[SECCIÓN DEL DOCUMENTO]

* * * * * * * * *

En las visiones de los primeros cristianos la vía de la toma de conciencia
conducía siempre hacia lo alto, sin que nunca pasara por un descenso ad
ínferos, como ocurría en la época de los misterios paganos o como aparece
en el viaje de Dante en la Commedia (o como se presenta en los sueños de
las personas de los tiempos actuales). Ello significa que en aquel momento la
empresa de la separación de la naturaleza, de lo instintivo, en favor del
despertar de la reflexividad y del pensamiento era tan difícil “qui’il suffit
d’un seul coup d’oeil en arrière (comme le firent la femme de Lot et aussi
Orphée) pour succomber au puissant pouvoir du passé” (Von Franz 1991: 38).
Desde esta dialéctica entre el primitivo pagano (perdurable en la Edad
Media) y el espíritu medieval cristiano, parece evidente que lo que rige en la Vita
Nuova es una dinámica del cuatro hacia el tres. Pero al tiempo tampoco es
tan obvia la adscripción exclusiva de esta obra al régimen de la trinidad, a
pesar de que Dante haga explícito el símbolo trinitario colectivo y de que el
nueve, múltiplo del tres, sea el número que simboliza a Beatriz. En este
sentido, si nos atenemos a la lógica cualitativa y no cuantitativa que gobierna
la simbología numérica, el nueve, producto del tres, es ya un cuarto, en el
sentido de que es uno que se añade al tres, abriéndose así la vía de la
trinidad hacia la cuaternidad. Hay, por tanto, como he dicho al comienzo, una
oscilación del tres hacia el cuatro y del cuatro hacia el tres en esta obra.
Desde la perspectiva de lo que ocurría en la sociedad de finales del siglo XIII
y de principios del siglo XIV, era necesaria y válida todavía para el hombre de
aquella época (los hombres del pueblo llano, el burgués al que empiezan a
poseer las razones de la ganancia ilimitada, el noble y los mismos clérigos con
su violencia y afán de poder, movidos todos ellos por los contenidos
inconscientes desintegrados y desintegrados de la función inferior) la llamada
a salir de lo “inferior”, de lo “bajo”, propio de la dimensión natural y
terrenal del hombre; era necesaria, frente a la “inconsciencia y la
primitividad” de una mentalidad todavía pagana, una espiritualización
compensadora. Y en ese sentido se consagraría en la Vita Nuova sin
ambivalencias el símbolo de la trinidad y una tensión del cuatro hacia el tres.
La figura de Beatriz como un nueve, producto de la trinidad divina, aparecería
como una llamada a la “elevación” de lo “bajo” que el cuatro como tierra, como
“creación” material, como mujer representa.

* * * * * * * * *

Según el fragmento sobre la Vita Nuova, ¿qué número simboliza a Beatriz? Básese únicamente en el fragmento.

(Registros de origen)
* * * * * * * * *

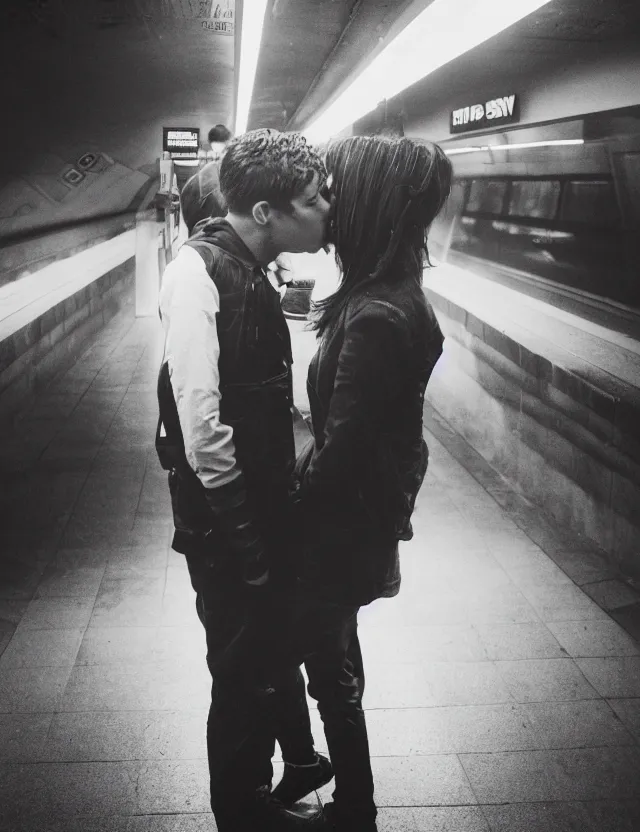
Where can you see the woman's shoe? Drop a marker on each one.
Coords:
(298, 781)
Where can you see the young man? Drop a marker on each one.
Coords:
(226, 437)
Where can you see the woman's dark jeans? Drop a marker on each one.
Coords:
(326, 640)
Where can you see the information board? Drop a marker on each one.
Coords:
(181, 142)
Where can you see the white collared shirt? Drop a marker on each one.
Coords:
(189, 303)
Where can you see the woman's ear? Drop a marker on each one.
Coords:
(261, 212)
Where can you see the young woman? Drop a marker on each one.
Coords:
(378, 343)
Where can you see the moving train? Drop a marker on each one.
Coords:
(552, 210)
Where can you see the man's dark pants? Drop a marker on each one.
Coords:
(244, 625)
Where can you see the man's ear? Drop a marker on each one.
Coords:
(261, 212)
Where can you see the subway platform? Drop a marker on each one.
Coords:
(503, 683)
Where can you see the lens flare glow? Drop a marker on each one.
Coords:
(443, 31)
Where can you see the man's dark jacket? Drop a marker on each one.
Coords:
(255, 387)
(360, 479)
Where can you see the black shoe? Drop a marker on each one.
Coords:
(298, 781)
(266, 814)
(335, 825)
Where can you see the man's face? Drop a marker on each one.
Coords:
(304, 227)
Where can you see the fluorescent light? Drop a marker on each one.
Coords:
(454, 151)
(443, 31)
(252, 23)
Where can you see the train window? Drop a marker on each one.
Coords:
(591, 202)
(534, 198)
(486, 196)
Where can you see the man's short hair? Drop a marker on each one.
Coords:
(201, 198)
(268, 165)
(219, 133)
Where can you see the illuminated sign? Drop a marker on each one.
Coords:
(221, 17)
(495, 112)
(181, 142)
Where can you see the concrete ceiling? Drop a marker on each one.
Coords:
(106, 75)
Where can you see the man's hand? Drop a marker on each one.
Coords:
(235, 520)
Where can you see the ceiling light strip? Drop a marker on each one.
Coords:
(443, 31)
(455, 151)
(252, 24)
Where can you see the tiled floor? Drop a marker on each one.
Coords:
(500, 697)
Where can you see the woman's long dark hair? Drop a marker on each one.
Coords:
(388, 192)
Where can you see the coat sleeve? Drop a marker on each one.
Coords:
(368, 379)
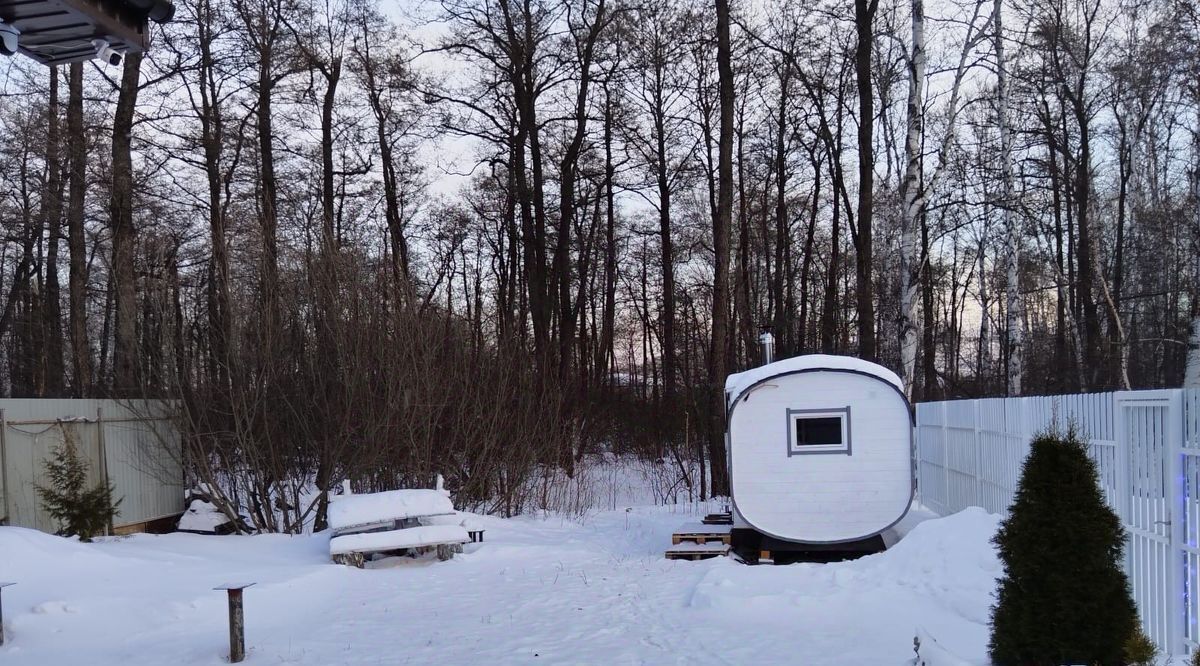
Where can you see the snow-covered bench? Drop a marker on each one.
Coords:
(412, 521)
(353, 549)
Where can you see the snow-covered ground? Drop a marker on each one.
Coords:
(538, 591)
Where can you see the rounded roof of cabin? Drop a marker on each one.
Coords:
(742, 381)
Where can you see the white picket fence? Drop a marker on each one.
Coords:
(1146, 447)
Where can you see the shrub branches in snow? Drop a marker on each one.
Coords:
(1063, 597)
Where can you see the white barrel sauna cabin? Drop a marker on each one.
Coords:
(820, 455)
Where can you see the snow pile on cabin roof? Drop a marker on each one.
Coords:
(742, 381)
(391, 505)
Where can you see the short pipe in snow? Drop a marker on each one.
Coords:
(1, 611)
(237, 622)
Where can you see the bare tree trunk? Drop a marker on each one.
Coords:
(864, 27)
(126, 371)
(568, 168)
(52, 208)
(721, 225)
(1014, 304)
(910, 193)
(77, 149)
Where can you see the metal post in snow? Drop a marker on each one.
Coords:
(4, 467)
(237, 622)
(103, 456)
(1176, 519)
(1, 611)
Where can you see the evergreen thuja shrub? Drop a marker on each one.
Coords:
(1063, 597)
(79, 510)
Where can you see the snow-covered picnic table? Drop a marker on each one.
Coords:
(413, 521)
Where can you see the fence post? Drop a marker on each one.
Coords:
(4, 467)
(977, 499)
(1176, 520)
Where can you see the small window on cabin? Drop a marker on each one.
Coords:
(825, 431)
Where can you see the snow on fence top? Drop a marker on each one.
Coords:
(391, 505)
(742, 381)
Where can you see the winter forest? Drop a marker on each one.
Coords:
(491, 238)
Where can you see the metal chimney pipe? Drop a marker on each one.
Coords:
(767, 345)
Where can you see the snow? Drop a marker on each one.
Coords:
(540, 589)
(391, 505)
(396, 539)
(742, 381)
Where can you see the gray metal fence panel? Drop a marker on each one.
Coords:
(1146, 448)
(135, 444)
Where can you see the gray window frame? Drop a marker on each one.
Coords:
(843, 449)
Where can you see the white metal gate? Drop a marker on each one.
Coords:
(1150, 432)
(1146, 448)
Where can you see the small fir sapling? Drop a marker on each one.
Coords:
(79, 510)
(1063, 597)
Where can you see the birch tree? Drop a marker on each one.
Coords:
(913, 195)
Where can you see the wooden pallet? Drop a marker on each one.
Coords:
(702, 534)
(690, 550)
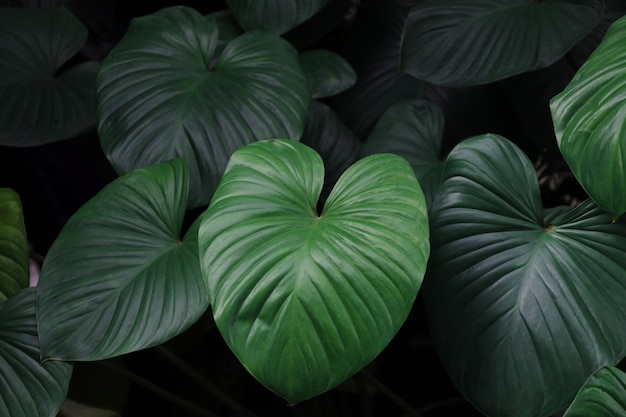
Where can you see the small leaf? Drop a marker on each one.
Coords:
(273, 15)
(118, 278)
(40, 104)
(27, 388)
(603, 395)
(306, 300)
(162, 94)
(326, 72)
(589, 121)
(14, 260)
(412, 129)
(462, 43)
(513, 293)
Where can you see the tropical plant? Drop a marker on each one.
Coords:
(312, 179)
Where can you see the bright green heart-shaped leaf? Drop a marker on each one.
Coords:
(118, 278)
(162, 95)
(306, 300)
(273, 15)
(603, 395)
(590, 122)
(40, 101)
(326, 72)
(469, 42)
(412, 129)
(521, 304)
(27, 387)
(332, 140)
(14, 260)
(373, 50)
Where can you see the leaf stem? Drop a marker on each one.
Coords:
(199, 378)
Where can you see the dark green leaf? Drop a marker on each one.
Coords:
(412, 129)
(603, 395)
(471, 42)
(14, 260)
(521, 305)
(326, 72)
(41, 104)
(306, 300)
(27, 388)
(590, 122)
(274, 15)
(159, 96)
(373, 50)
(119, 278)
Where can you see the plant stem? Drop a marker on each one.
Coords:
(171, 397)
(199, 378)
(396, 399)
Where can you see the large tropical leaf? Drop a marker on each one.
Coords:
(277, 16)
(27, 387)
(523, 306)
(603, 395)
(119, 277)
(14, 261)
(471, 42)
(41, 101)
(162, 95)
(372, 48)
(303, 299)
(590, 122)
(413, 129)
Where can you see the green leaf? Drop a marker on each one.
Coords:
(412, 129)
(306, 300)
(118, 278)
(27, 388)
(521, 304)
(273, 15)
(326, 72)
(14, 260)
(603, 395)
(332, 140)
(163, 95)
(372, 48)
(42, 102)
(469, 42)
(589, 121)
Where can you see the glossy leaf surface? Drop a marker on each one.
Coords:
(469, 42)
(14, 261)
(41, 101)
(521, 303)
(27, 388)
(118, 278)
(590, 122)
(326, 72)
(603, 395)
(163, 95)
(277, 16)
(306, 300)
(412, 129)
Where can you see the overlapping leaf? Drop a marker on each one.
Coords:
(521, 303)
(277, 16)
(162, 95)
(590, 122)
(306, 300)
(42, 102)
(603, 395)
(118, 278)
(412, 129)
(14, 270)
(27, 387)
(471, 42)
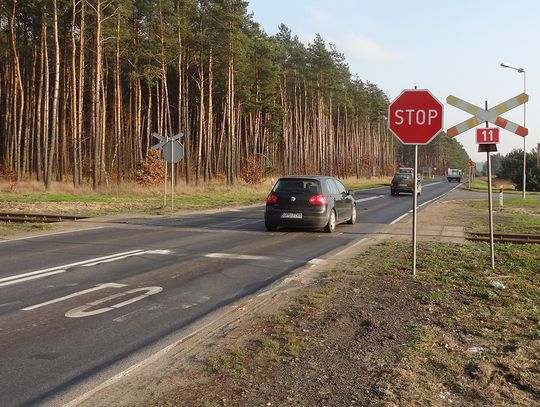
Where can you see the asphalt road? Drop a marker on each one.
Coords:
(77, 307)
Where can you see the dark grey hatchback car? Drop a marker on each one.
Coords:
(309, 202)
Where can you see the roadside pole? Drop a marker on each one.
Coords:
(415, 117)
(415, 201)
(172, 154)
(490, 205)
(172, 178)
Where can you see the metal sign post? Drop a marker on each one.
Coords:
(173, 151)
(488, 137)
(415, 117)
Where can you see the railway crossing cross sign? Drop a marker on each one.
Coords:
(487, 115)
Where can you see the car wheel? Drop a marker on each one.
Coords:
(331, 225)
(352, 220)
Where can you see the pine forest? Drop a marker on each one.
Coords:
(84, 85)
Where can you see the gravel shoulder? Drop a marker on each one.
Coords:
(324, 336)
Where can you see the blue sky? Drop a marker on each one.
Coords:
(452, 47)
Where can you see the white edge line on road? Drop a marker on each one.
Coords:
(49, 234)
(136, 366)
(162, 352)
(62, 268)
(236, 256)
(89, 290)
(368, 199)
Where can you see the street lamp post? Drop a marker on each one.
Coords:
(521, 70)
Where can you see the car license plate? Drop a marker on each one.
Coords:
(290, 215)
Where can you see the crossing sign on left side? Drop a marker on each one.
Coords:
(162, 141)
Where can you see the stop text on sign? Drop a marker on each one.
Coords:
(412, 117)
(415, 116)
(489, 135)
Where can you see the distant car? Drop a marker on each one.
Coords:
(403, 182)
(309, 202)
(405, 170)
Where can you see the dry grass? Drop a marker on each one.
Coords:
(133, 188)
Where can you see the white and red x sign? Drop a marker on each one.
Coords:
(490, 115)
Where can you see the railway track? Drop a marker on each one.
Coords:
(504, 237)
(19, 217)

* * * * * * * * *

[RESPUESTA AL EJERCICIO] El nueve, múltiplo del tres.